> [CHALLENGE]:
Retype the passage of the geometry proof below from "Therefore, by AA" to "(Since $MB = DN$)".
## START EXCERPTED TEXT
Quadrilateral $MBND$ is a rectangle.

Therefore,

$\angle \mathrm{NDB}=\angle \mathrm{MDB}=45^{\circ}$         (Diagonals of a rectangle bisect the angles)

$\angle \mathrm{CDM}=\angle \mathrm{ADN}=45^{\circ}$

In $\triangle \mathrm{CMD}$ and $\triangle \mathrm{BMD}$,

$\angle \mathrm{CMD}=\angle \mathrm{BMD}$

$\angle \mathrm{CDM}=\angle \mathrm{BDM}$

Therefore, by AA similarity,

$\triangle \mathrm{CMD} \sim \triangle \mathrm{BMD}$

This implies,

$\frac{\mathrm{DM}}{\mathrm{MB}}=\frac{\mathrm{MC}}{\mathrm{DM}}$         (By BPT)

$\mathrm{DM}^{2}=\mathrm{MB} \times \mathrm{MC}$

$=\mathrm{DN} \times \mathrm{MC}$      (Since $MB = DN$)
## END EXCERPTED TEXT
## START ROWS
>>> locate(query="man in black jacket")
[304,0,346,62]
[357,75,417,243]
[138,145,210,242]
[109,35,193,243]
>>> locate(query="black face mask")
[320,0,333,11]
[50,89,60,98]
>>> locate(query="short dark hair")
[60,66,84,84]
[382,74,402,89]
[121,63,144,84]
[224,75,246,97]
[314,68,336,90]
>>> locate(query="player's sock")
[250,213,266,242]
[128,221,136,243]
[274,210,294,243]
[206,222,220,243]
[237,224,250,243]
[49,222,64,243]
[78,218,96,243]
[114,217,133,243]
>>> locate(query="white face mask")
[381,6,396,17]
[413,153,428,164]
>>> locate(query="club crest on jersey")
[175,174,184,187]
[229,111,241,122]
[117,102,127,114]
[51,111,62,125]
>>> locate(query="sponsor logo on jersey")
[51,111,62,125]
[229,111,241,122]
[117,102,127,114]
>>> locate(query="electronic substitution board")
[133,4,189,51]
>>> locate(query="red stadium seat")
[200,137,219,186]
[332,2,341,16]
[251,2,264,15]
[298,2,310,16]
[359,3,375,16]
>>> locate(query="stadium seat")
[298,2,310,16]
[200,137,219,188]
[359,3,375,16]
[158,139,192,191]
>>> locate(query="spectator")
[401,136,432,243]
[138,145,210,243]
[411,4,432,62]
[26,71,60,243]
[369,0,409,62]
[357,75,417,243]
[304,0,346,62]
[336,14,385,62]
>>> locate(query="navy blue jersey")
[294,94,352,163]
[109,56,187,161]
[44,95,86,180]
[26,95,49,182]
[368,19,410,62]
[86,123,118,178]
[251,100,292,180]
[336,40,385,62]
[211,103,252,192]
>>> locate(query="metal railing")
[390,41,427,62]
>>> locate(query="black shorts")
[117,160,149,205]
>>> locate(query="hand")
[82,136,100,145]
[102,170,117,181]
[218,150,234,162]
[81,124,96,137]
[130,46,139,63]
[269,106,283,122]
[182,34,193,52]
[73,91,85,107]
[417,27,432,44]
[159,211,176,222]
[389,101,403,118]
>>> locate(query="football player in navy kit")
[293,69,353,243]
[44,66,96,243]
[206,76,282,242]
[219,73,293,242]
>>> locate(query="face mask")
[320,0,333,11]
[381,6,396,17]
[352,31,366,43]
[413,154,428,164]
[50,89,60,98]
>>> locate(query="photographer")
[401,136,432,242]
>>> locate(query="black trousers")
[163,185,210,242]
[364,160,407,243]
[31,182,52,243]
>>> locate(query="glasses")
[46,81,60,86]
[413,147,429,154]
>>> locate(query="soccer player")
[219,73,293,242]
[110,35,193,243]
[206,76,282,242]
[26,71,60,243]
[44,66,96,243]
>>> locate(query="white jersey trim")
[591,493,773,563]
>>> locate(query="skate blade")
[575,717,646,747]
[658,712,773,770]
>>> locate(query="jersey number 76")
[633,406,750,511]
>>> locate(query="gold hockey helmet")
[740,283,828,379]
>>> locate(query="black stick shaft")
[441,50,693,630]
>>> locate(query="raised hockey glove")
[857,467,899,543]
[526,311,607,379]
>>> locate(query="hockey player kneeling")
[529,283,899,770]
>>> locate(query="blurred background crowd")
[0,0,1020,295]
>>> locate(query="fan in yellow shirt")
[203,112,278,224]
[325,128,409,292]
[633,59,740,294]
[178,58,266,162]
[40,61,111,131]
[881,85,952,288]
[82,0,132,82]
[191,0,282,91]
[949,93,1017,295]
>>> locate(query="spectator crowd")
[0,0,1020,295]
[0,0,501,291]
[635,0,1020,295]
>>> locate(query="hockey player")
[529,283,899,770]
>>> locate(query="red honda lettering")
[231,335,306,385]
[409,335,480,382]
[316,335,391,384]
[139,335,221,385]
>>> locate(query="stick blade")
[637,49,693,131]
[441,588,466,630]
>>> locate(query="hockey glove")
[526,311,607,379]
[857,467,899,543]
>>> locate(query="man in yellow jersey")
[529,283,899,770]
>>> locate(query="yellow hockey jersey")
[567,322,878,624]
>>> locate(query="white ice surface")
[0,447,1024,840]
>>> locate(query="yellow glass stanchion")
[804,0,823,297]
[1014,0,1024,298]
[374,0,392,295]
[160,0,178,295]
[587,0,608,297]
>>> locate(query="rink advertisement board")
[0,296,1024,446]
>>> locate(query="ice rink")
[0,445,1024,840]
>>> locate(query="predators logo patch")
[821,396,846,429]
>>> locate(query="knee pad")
## END ROWS
> [EXERCISE SOLUTION]:
Therefore, by AA similarity,

$\triangle \mathrm{CMD} \sim \triangle \mathrm{BMD}$

This implies,

$\frac{\mathrm{DM}}{\mathrm{MB}}=\frac{\mathrm{MC}}{\mathrm{DM}}$         (By BPT)

$\mathrm{DM}^{2}=\mathrm{MB} \times \mathrm{MC}$

$=\mathrm{DN} \times \mathrm{MC}$      (Since $MB = DN$)